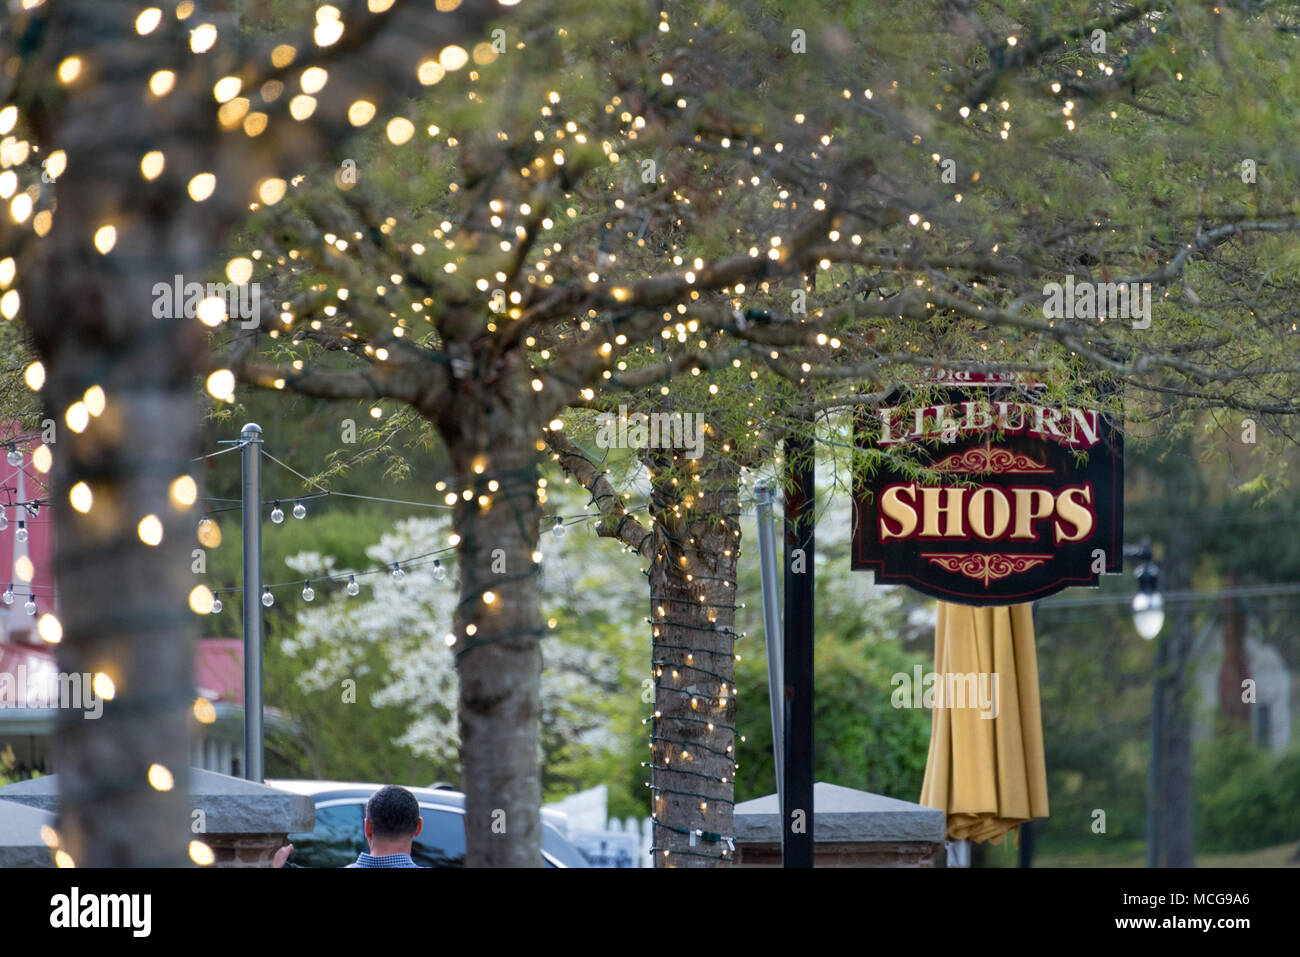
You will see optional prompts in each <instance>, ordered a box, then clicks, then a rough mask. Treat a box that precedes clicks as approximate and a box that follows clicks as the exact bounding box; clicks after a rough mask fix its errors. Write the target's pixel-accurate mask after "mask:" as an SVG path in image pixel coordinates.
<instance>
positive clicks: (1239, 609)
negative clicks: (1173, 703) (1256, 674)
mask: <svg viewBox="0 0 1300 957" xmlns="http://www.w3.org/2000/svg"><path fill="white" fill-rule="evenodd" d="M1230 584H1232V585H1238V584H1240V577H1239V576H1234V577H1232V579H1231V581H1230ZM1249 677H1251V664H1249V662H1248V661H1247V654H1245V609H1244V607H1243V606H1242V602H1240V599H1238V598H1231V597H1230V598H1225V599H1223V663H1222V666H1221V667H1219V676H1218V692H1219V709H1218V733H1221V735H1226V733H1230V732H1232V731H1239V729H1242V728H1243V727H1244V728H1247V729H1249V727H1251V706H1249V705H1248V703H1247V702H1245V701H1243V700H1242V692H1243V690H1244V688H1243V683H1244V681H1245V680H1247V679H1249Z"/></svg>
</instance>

______

BRIEF
Copy the entries above word for word, leaving out the pictures.

WRITTEN SOLUTION
You will see optional prompts in each <instance>, ordered a box, then clicks, then a rough mask. Treat a box that precedes clicks as approximate and a box that follows clicks as the exact bounding box; clicks after a rough mask fix its errors. Write the target's pixel-accurate mask after "mask:" as an SVG path in image pixel coordinates.
<instance>
positive clicks: (1239, 609)
negative clicks: (1173, 703) (1256, 674)
mask: <svg viewBox="0 0 1300 957" xmlns="http://www.w3.org/2000/svg"><path fill="white" fill-rule="evenodd" d="M1230 584H1232V585H1238V584H1240V577H1239V576H1234V577H1232V579H1231V581H1230ZM1249 677H1251V664H1249V662H1248V661H1247V654H1245V609H1244V607H1243V606H1242V602H1240V599H1238V598H1231V597H1230V598H1225V599H1223V663H1222V666H1221V667H1219V676H1218V692H1219V709H1218V733H1221V735H1226V733H1230V732H1232V731H1239V729H1242V728H1243V727H1244V728H1247V729H1249V727H1251V706H1249V705H1248V703H1247V702H1245V701H1243V700H1242V692H1243V690H1244V688H1243V683H1244V681H1245V680H1247V679H1249Z"/></svg>
</instance>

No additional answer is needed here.